Aim.
Rewrite the stretch of lines from the one containing "arm. Provide corrected bounding boxes for all instances." through the one containing "[222,260,240,302]", keeping every request line as it is and raising each bounding box coordinate by 134. Give only those lines.

______________________________

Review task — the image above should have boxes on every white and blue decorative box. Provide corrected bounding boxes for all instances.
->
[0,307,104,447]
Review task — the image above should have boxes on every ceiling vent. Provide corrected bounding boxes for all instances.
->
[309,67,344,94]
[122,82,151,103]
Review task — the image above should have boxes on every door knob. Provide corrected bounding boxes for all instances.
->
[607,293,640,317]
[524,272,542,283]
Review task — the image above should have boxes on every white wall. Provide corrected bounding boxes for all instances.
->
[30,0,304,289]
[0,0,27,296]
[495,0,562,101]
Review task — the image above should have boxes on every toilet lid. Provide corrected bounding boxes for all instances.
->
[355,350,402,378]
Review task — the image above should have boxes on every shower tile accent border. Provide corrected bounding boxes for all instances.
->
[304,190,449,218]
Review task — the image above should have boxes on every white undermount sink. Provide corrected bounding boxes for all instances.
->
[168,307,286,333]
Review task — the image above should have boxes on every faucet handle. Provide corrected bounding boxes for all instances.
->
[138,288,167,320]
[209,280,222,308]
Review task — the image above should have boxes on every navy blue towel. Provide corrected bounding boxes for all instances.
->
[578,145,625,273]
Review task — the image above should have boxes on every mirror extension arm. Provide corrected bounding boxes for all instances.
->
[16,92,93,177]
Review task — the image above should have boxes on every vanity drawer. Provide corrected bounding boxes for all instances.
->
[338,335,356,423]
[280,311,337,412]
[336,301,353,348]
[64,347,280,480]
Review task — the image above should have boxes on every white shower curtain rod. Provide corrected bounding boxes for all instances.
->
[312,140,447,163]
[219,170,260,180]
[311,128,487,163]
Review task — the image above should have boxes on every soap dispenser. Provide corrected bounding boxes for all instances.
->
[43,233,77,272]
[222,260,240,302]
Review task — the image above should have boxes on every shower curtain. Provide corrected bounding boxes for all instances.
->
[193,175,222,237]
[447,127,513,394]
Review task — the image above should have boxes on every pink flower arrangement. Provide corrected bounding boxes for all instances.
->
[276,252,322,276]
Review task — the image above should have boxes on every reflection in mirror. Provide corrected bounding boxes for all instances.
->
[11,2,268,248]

______________________________

Reply.
Review task — the image above should have boxes on every mirror extension arm. Provide corrected bounding boxes for all instances.
->
[150,226,227,311]
Review task — the image above should have boxes on every vanity drawer. Provide corrected bounding boxes for all instances.
->
[472,469,490,557]
[414,445,471,546]
[470,435,487,482]
[198,481,414,614]
Review task — the image above should have boxes on every white shower curtain rod. Provide corrected bounding boxes for all instances.
->
[446,274,581,297]
[353,304,394,314]
[445,262,621,297]
Review task — the image above should have boxes on every soap dispenser. Provide corrected bounding boxes for all instances.
->
[177,367,211,406]
[356,394,374,436]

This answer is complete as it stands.